Reproduce the entries that follow verbatim, down to the final line.
Data section Start Marker
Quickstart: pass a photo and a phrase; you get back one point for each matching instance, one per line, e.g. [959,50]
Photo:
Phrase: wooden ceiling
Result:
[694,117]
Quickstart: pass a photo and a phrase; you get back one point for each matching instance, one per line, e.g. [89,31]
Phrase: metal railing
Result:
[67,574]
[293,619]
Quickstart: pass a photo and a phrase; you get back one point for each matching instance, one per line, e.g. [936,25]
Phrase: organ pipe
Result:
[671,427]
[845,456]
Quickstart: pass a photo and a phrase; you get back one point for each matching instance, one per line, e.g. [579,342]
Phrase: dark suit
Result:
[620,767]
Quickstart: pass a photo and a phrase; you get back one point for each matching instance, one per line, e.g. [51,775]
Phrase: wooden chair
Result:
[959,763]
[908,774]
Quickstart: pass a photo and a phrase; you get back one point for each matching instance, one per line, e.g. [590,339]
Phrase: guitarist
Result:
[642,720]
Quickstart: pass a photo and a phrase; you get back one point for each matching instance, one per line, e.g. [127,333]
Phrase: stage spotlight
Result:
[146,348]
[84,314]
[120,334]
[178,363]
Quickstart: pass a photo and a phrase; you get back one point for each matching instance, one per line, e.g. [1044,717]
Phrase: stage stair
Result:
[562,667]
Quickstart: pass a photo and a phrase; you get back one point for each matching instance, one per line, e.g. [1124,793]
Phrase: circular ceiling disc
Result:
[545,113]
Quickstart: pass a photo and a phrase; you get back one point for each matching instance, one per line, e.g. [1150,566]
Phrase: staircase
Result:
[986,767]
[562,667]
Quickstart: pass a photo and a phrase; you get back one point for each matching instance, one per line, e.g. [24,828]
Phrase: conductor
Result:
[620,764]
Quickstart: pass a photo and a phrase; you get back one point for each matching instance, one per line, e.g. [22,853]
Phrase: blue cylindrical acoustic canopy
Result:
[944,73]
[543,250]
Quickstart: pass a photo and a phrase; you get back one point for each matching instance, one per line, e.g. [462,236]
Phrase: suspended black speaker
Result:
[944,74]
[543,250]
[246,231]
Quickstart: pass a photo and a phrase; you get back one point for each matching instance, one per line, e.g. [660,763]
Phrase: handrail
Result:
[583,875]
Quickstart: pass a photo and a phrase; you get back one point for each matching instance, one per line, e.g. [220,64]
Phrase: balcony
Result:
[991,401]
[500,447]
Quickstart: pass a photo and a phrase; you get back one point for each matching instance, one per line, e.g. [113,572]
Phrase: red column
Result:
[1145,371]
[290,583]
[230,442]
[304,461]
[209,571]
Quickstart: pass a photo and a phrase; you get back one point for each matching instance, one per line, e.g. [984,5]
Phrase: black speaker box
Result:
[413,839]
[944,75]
Data section End Marker
* Answer section:
Quickstart: pass a photo and a phrase; you get back one point for each matching instance, one per line, e.g. [959,50]
Photo:
Phrase: wooden ceiling
Result:
[694,117]
Quickstart: pass a photo and a phrase; you get back one point for each matching instance, one per line, e.g. [89,31]
Phrase: metal railing
Result:
[67,574]
[293,619]
Quickstart: pass a photo and a phrase; you get back one point for each matching instance, one per line, e.g. [936,25]
Phrase: organ pipe
Result:
[671,427]
[845,456]
Quickstart: pass a photo and a phrase; you get back one point for each matching instance, one per line, e.g. [579,342]
Phrase: dark suit
Result:
[620,767]
Quickstart: pass a photo and a phrase; you get back one point for each matching instance, one per line, e.g. [51,775]
Phrase: wooden chair
Result:
[959,763]
[908,774]
Quickstart: pass a photo and a phrase; you get back one point for each matching instance, one per line, e.g. [590,339]
Phrase: guitarist
Result:
[642,720]
Quickstart: pass a photo and a phrase; you get back one point for each matching instance, one per line, e.g. [127,333]
Phrase: stage spotlight
Result:
[146,348]
[84,314]
[120,334]
[178,363]
Quickstart: pass a photo and a phrase; you get back one point for each matching instance, one per line, e.g. [1044,717]
Phrase: stage stair
Result:
[562,667]
Quickstart: pass a photo and a phrase; you get back one point for each matching instance, one per line, e.g. [1124,793]
Phrase: circular ceiling disc
Result:
[545,113]
Quickstart: pass a photo and a phrase; you get back one point for each matching instance, one per line, e.g. [1150,566]
Phrase: staircase
Result:
[986,767]
[562,667]
Quickstart: pass a photo and a phrase; you get back one point for each matching instance, one per line, e.g. [24,828]
Phrase: conductor
Result:
[620,764]
Quickstart: pass a photo and a phrase; you get back one point for each matching instance, one per line, e.g. [22,853]
Phrase: blue cylindrical acoustic canopy
Result:
[944,73]
[543,250]
Quickstart: pass a photo and a phrase; you get back one point for each matching instance, one per line, e.g. [462,236]
Phrase: suspended black speaker
Result:
[944,74]
[543,250]
[246,231]
Quickstart: pass a photo and a phrase; you get back one point for each matching instance, one per line, e.g. [660,763]
Phrase: handrail
Result:
[583,875]
Quickstart: pass a photo and a phrase; you get back one point for each matching instance, one per line, e.g. [220,64]
Phrase: balcony
Result:
[991,401]
[500,447]
Quickstart: pass a photo and a phrase; you get back one point for each matching instance, one per line, e.g. [113,572]
Phrase: red column
Result:
[1145,371]
[290,583]
[230,442]
[304,461]
[209,571]
Quickstart: pass a photo and a phrase; you get back one point for each matching instance, one per line, e.g. [984,5]
Phrase: black speaker box
Result:
[413,839]
[944,75]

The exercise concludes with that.